■ **Prompt 1**: Can you transcribe the healthy diet article from "After 24 hours: You’re" up to and including "a healthy direction."?
■ **Prompt 2**: Would you go on with the healthy diet article, picking up right after its final sentence?

[[ Excerpt open ]]

Diet and Fitness, Diet and Healthy Eating

What a Healthy Diet Does to Your Body in 15 Minutes, 12 Hours, 12 Weeks…

0 Comments 29 December 2011

When you’re trying to lose weight, you might be focused on fitting into that sexy black number hanging in your closet. But there are wonderful things happening inside your body that won’t be reflected on the scale, such as decreasing blood pressure, blood sugar, and cholesterol. Get the ego boost from Dr. Mike Moreno, author of The 17 Day Diet: A Doctor’s Plan Designed for Rapid Results.

Being overweight is a symptom of being unhealthy. Focus on your weight and your health will improve—instantly. Consider what the results of various research studies say about the rather immediate effects of healthy nutrition on the body:

After 15 minutes: After the first morning of eating a healthy breakfast, your stomach’s satiety signals have registered in your brain, and you feel full. The body’s internal chemistry is at its most active first thing in the morning, so your breakfast is then used to the maximum. If you eliminated processed foods (white bread, sugary cereals) for whole grains and lean proteins like egg whites, along with fresh fruit, you should feel energetic and mentally alert after just one meal.

After 3 hours: Your artery linings are able to expand sufficiently to increase blood flow to the body’s tissues and organs.

After 6 hours: The HDL (happy cholesterol) in your blood perks up and starts scouring LDL (lousy cholesterol) from the blood. You can think of LDLs as delivery trucks, depositing cholesterol in blood vessels, and HDLs as garbage trucks, taking them back to the liver where they’re broken down.

After 12 hours: Your body finally has an opportunity to burn the fat it has stored for energy because you’ve eliminated sugar. When you’re eating a lot of sugar, your body is so busy processing the sugar that it doesn’t have time to do its other job, which is to help the body burn fat. So guess what? The fat ends up hanging around.

After 16 hours: You get a restful night’s sleep.

After 24 hours: You’re 1 to 2 pounds lighter, because your body has begun to flush excess water and toxins from your system.

After 3 days: Once your body senses it’s losing weight, its blood-related numbers (cholesterol, blood pressure, blood sugar) start traveling in a healthy direction.

[[ Excerpt closed ]]
[[ Data section open ]]

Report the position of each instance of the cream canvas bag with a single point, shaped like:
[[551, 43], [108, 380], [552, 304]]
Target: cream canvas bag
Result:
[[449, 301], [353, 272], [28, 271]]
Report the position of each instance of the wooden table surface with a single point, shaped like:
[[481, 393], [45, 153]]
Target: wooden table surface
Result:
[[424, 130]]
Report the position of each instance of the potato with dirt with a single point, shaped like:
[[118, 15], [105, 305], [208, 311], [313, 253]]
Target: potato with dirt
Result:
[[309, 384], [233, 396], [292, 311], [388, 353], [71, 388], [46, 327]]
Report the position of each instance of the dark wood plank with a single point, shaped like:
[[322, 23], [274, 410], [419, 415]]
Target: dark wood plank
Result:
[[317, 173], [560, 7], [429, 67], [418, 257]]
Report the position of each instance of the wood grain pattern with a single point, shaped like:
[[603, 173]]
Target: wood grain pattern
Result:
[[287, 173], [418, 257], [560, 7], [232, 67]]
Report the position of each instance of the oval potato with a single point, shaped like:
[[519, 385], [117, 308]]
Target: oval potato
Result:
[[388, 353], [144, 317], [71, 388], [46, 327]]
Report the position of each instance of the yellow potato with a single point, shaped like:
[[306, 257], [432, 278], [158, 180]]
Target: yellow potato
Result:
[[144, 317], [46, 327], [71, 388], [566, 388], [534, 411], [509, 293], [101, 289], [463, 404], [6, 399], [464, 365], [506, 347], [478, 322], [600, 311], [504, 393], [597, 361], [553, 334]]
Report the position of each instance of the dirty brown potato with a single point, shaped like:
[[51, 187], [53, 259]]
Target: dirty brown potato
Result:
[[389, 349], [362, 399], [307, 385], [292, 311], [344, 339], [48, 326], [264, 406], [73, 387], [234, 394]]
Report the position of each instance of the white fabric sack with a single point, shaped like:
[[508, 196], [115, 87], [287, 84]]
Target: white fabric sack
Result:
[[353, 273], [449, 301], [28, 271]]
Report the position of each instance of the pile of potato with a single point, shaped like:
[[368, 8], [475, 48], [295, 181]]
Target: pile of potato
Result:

[[ Data section closed ]]

■ **Reply 1**:
After 24 hours: You’re 1 to 2 pounds lighter, because your body has begun to flush excess water and toxins from your system.

After 3 days: Once your body senses it’s losing weight, its blood-related numbers (cholesterol, blood pressure, blood sugar) start traveling in a healthy direction.

■ **Reply 2**:
After 1 week: Your cholesterol levels can drop significantly. Blood levels of important disease-fighting antioxidants like vitamin C and vitamin E are higher. Your bowels are in better working order, and you should be at least 5 pounds lighter.

After 2 weeks: You’ll experience healthy drops in blood pressure if you’ve been diagnosed with hypertension. Expect to have lost up to 10 pounds by now.

After 1 month: Nobody has to filter out chunks of fast food from your blood anymore. By now, blood levels of LDL cholesterol can fall by nearly 30 percent—a drop similar to that seen with some cholesterol-lowering drugs.

After 6 weeks: You’ve lost so much weight you can’t buy new, smaller clothes fast enough. Yes, you should have lost quite a bit of weight (20 pounds is not unusual), and your blood cholesterol and triglyceride levels will be substantially improved.

After 12 weeks: Many significant health numbers—cholesterol, triglycerides (fat in the blood), blood pressure, glucose and insulin—should begin to, if not completely, normalize.

After 6 months: You’ll feel healthier because your body will be retaining more vitamins and minerals. Because you reduced your sugar intake significantly over this period, insulin production will have normalized. So your risk of developing type 2 diabetes is reduced, as this can be linked to a larger intake of sugar. Your energy levels have improved dramatically because your body has gone through a detoxing process. You’ve probably reached your goal. The hardest work is over, and now it’s time to learn how to eat to maintain your newly slender silhouette.